*INPUT:*
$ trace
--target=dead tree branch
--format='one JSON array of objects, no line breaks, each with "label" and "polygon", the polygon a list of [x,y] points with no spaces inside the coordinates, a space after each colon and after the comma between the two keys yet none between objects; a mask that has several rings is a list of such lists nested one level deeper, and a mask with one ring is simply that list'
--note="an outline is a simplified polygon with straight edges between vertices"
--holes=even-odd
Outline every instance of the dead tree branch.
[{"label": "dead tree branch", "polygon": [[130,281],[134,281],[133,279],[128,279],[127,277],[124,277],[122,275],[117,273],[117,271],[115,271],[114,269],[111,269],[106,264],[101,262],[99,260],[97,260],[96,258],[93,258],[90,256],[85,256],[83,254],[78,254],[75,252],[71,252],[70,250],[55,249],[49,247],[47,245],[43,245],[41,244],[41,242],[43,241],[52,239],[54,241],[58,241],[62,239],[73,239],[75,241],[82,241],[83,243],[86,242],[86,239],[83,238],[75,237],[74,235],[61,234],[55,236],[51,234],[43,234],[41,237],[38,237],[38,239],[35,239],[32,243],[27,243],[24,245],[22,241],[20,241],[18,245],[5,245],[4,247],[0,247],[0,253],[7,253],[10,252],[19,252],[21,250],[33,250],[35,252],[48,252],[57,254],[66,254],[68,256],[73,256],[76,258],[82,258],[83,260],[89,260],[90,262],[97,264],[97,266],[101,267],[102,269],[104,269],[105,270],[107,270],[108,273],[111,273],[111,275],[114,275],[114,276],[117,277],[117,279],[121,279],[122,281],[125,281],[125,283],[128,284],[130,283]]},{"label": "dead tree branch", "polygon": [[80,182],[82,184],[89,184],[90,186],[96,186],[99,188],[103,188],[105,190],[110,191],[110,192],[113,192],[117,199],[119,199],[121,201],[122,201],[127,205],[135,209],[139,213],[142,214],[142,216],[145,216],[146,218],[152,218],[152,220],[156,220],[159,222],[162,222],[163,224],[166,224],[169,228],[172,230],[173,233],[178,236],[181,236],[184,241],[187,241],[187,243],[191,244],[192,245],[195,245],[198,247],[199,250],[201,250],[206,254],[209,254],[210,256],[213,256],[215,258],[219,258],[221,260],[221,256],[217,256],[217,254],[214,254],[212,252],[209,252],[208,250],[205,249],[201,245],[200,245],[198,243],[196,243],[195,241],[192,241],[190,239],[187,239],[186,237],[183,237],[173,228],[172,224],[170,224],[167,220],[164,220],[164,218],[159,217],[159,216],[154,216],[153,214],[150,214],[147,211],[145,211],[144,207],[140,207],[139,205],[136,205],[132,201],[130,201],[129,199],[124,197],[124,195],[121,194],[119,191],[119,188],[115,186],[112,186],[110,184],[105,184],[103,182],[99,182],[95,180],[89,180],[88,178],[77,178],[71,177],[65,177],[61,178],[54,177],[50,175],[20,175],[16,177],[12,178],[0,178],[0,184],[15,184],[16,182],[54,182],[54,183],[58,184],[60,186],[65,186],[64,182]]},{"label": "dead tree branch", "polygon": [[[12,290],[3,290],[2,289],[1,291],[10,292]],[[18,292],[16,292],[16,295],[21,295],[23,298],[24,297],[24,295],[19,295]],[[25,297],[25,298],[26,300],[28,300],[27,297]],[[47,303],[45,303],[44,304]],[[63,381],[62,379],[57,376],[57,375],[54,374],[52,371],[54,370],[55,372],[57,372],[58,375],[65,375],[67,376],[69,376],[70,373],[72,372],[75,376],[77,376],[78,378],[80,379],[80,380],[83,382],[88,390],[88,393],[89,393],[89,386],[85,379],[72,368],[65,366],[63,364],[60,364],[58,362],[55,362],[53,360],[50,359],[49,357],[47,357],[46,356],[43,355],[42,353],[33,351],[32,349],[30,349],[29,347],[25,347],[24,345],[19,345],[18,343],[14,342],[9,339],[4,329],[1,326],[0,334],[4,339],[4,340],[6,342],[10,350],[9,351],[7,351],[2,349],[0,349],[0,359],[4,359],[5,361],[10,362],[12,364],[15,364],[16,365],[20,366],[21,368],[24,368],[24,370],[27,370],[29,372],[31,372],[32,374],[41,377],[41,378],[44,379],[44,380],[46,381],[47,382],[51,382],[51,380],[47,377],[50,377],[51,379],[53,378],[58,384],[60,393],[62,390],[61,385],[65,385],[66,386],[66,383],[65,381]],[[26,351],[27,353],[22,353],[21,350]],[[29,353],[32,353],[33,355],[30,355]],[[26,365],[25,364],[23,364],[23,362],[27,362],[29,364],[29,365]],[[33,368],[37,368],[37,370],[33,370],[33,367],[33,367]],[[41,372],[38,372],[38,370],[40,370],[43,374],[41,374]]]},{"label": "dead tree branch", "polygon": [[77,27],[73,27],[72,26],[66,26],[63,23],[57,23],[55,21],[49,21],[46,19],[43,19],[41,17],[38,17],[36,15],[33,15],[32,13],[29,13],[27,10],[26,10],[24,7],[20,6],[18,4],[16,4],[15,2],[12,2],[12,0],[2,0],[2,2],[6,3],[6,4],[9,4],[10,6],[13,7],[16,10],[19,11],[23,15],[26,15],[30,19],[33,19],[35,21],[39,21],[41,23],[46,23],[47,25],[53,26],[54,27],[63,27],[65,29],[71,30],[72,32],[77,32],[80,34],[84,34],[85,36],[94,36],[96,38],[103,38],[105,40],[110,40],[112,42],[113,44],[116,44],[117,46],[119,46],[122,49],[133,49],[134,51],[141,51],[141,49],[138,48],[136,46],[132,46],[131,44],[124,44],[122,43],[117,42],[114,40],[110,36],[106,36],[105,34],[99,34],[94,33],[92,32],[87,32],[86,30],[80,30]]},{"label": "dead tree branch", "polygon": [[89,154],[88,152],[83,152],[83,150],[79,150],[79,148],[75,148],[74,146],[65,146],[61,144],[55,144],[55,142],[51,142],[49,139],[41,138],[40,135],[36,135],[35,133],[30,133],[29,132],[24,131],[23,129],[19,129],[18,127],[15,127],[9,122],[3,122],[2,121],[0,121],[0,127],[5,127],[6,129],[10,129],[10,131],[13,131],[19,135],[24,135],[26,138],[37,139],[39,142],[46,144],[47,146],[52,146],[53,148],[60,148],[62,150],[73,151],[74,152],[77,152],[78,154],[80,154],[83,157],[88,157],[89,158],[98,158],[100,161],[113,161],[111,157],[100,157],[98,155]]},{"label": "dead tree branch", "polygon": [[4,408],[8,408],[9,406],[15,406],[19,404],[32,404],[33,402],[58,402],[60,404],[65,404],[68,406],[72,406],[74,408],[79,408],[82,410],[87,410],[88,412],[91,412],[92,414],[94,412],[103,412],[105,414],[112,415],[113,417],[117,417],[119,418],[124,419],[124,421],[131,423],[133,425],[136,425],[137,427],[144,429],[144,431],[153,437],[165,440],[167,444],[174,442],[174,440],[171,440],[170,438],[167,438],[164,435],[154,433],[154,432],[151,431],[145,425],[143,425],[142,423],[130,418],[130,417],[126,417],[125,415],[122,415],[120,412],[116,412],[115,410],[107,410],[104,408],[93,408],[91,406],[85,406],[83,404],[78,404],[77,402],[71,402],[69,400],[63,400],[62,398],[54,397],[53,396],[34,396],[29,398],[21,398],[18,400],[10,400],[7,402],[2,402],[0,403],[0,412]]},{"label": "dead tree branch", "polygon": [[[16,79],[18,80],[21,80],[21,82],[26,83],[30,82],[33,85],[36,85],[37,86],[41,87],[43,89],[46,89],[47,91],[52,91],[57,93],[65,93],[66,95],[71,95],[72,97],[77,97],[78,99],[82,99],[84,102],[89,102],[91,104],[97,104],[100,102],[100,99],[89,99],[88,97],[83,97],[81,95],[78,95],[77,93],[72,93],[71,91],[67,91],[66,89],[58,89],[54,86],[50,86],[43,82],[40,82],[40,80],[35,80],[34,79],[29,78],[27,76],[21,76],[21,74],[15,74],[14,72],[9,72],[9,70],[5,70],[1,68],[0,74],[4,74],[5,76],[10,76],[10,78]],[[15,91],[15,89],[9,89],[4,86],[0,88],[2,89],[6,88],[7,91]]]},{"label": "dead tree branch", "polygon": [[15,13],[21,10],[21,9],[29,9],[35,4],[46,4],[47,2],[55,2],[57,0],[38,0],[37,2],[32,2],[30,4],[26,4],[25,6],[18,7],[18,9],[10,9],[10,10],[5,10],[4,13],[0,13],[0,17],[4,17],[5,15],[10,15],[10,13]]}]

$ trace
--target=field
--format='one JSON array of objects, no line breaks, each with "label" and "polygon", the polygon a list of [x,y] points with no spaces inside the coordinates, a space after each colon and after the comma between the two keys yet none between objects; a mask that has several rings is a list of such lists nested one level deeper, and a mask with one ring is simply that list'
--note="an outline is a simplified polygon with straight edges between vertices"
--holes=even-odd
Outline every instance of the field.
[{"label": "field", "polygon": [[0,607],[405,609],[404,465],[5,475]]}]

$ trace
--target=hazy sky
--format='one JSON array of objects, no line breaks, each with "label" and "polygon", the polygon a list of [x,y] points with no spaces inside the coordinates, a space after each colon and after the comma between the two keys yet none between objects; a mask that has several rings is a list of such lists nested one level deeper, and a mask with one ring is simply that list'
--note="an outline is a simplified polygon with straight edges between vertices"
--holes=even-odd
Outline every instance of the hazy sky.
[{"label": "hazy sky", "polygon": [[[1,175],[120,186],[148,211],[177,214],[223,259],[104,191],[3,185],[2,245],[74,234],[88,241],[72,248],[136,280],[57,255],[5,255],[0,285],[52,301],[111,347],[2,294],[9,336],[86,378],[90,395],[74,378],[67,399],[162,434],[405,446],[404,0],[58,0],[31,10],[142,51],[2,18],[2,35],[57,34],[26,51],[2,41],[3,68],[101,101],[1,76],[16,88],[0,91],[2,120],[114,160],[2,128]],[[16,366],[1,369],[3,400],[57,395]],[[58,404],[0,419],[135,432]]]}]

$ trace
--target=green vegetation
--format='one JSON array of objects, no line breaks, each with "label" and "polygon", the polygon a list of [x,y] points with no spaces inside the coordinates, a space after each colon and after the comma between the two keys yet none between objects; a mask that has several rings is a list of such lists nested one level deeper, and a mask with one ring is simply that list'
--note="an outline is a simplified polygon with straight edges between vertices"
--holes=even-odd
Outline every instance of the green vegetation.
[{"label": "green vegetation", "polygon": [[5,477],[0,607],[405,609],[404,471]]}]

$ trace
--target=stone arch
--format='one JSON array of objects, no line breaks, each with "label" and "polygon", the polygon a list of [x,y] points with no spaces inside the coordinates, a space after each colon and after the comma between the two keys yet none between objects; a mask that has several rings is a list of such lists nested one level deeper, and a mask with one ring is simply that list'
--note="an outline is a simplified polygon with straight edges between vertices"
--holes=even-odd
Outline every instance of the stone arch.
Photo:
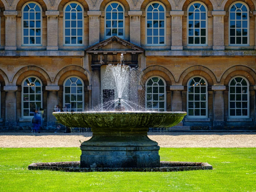
[{"label": "stone arch", "polygon": [[230,5],[235,1],[242,1],[245,3],[249,7],[249,11],[252,11],[255,10],[256,7],[256,1],[255,0],[223,0],[221,3],[221,10],[226,11],[229,11],[229,9]]},{"label": "stone arch", "polygon": [[85,83],[85,86],[92,85],[91,73],[78,66],[69,66],[61,69],[54,77],[54,84],[62,86],[65,80],[72,76],[77,76],[82,79]]},{"label": "stone arch", "polygon": [[[140,1],[142,2],[140,2]],[[157,1],[155,1],[155,0],[140,0],[137,3],[137,7],[139,7],[140,10],[141,11],[146,11],[146,8],[147,6],[147,5],[153,1],[159,1],[162,3],[165,7],[166,11],[171,11],[172,9],[172,8],[173,7],[173,5],[172,5],[171,3],[173,3],[173,1],[171,1],[171,0],[168,1],[167,0],[159,0]],[[141,3],[141,4],[139,5],[140,3]],[[174,6],[175,7],[175,5],[173,5],[173,6]]]},{"label": "stone arch", "polygon": [[196,76],[204,77],[207,81],[208,85],[213,85],[217,84],[216,76],[211,70],[205,67],[197,66],[189,67],[181,73],[178,78],[179,85],[186,86],[188,80]]},{"label": "stone arch", "polygon": [[244,77],[249,82],[250,85],[255,85],[256,73],[250,68],[243,66],[237,66],[228,69],[221,76],[221,85],[228,86],[229,81],[235,76]]},{"label": "stone arch", "polygon": [[[125,11],[129,11],[131,7],[133,7],[133,2],[131,0],[115,0],[115,1],[117,1],[121,3],[125,8]],[[102,11],[105,11],[105,8],[106,6],[109,3],[113,1],[111,0],[99,0],[96,3],[96,7],[97,10],[100,10]]]},{"label": "stone arch", "polygon": [[51,84],[51,79],[48,74],[43,69],[34,66],[25,67],[19,70],[13,76],[11,81],[13,85],[21,85],[24,79],[30,76],[39,78],[43,86]]},{"label": "stone arch", "polygon": [[[207,7],[208,11],[211,11],[213,10],[213,7],[212,2],[210,0],[201,0],[198,1],[198,0],[185,0],[183,3],[182,7],[182,10],[186,11],[188,9],[188,7],[191,3],[194,1],[200,1],[204,3]],[[181,3],[182,2],[181,2]],[[214,3],[214,2],[213,2]]]},{"label": "stone arch", "polygon": [[144,69],[141,72],[138,83],[145,86],[147,80],[152,76],[159,76],[163,78],[167,86],[173,84],[175,82],[173,74],[166,68],[159,66],[151,66]]},{"label": "stone arch", "polygon": [[54,10],[58,10],[59,11],[63,11],[65,6],[70,1],[76,1],[80,3],[84,8],[84,11],[86,11],[89,10],[89,7],[87,1],[84,0],[58,0],[54,3]]},{"label": "stone arch", "polygon": [[51,4],[48,0],[14,0],[12,3],[12,8],[18,11],[21,11],[24,4],[29,1],[34,1],[38,3],[42,7],[43,11],[51,9]]}]

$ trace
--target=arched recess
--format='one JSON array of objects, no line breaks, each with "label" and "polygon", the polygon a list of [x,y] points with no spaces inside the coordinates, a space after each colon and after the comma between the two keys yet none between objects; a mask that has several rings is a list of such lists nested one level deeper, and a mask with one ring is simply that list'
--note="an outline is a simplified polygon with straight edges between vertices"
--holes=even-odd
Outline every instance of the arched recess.
[{"label": "arched recess", "polygon": [[63,11],[64,6],[67,3],[70,1],[76,1],[80,3],[84,8],[84,11],[88,11],[89,10],[87,2],[84,0],[76,0],[76,1],[73,0],[58,0],[54,3],[54,8],[59,11]]},{"label": "arched recess", "polygon": [[216,76],[209,69],[202,66],[194,66],[189,67],[181,73],[178,78],[179,85],[186,86],[188,80],[196,76],[201,76],[207,81],[208,85],[213,85],[217,84]]},{"label": "arched recess", "polygon": [[[130,7],[133,7],[133,2],[131,0],[115,0],[115,1],[119,2],[123,6],[125,11],[129,11]],[[111,0],[99,0],[96,4],[97,9],[101,11],[105,11],[106,6],[110,2],[113,1]]]},{"label": "arched recess", "polygon": [[239,0],[239,1],[236,0],[224,0],[221,3],[221,10],[224,10],[226,11],[229,11],[229,9],[230,6],[234,2],[236,1],[242,1],[244,2],[249,7],[249,10],[251,11],[253,11],[255,10],[255,8],[256,7],[256,1],[255,0]]},{"label": "arched recess", "polygon": [[[210,0],[201,0],[198,1],[198,0],[185,0],[185,1],[183,3],[183,5],[182,7],[182,10],[185,11],[187,11],[188,6],[189,6],[191,3],[194,1],[199,1],[204,3],[207,7],[207,9],[208,11],[211,11],[213,10],[213,7],[211,1]],[[182,2],[181,2],[181,3]],[[214,2],[213,2],[214,3]]]},{"label": "arched recess", "polygon": [[51,84],[51,79],[48,73],[42,69],[34,66],[26,67],[19,69],[13,76],[11,81],[13,85],[20,86],[24,79],[30,76],[39,78],[43,86]]},{"label": "arched recess", "polygon": [[[160,0],[159,1],[145,0],[145,1],[143,1],[141,5],[139,5],[140,7],[140,10],[144,11],[146,11],[146,8],[147,6],[147,5],[152,1],[159,1],[159,2],[162,3],[164,4],[165,7],[167,11],[172,10],[172,6],[170,3],[170,1],[167,1],[167,0]],[[139,3],[139,2],[138,2],[138,3]],[[139,5],[138,5],[137,6],[139,6]]]},{"label": "arched recess", "polygon": [[12,7],[17,11],[21,11],[22,7],[27,2],[35,1],[38,3],[42,7],[42,11],[45,11],[50,10],[51,4],[48,0],[14,0],[12,3]]},{"label": "arched recess", "polygon": [[164,79],[167,86],[170,86],[175,82],[172,73],[167,69],[161,66],[151,66],[144,69],[139,77],[139,85],[145,86],[147,80],[152,76],[159,76]]},{"label": "arched recess", "polygon": [[242,66],[233,67],[227,70],[221,77],[221,85],[228,86],[230,79],[237,76],[242,76],[246,78],[248,80],[250,85],[255,85],[256,74],[251,69]]},{"label": "arched recess", "polygon": [[61,69],[54,78],[54,84],[62,86],[65,80],[69,76],[76,76],[84,81],[85,86],[92,85],[92,75],[80,66],[68,66]]}]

*TASK TO CARRY OUT:* Reproduce the data verbatim, from the very beginning down through the line containing "Outline every instance of the dead", both ends included.

*TASK RESULT:*
$ trace
--target=dead tree branch
--format='one JSON array of objects, no line breaks, each with "label" and "polygon", the polygon a list of [x,y] points with no spaces inside the coordinates, a space after each colon and after the comma between the two keys yet none between objects; a mask that has several rings is a list of such lists nested one level deeper, and a mask with one ring is simply that list'
--note="an outline is a simplified polygon with straight edges between vertices"
--holes=even-odd
Outline every instance of the dead tree branch.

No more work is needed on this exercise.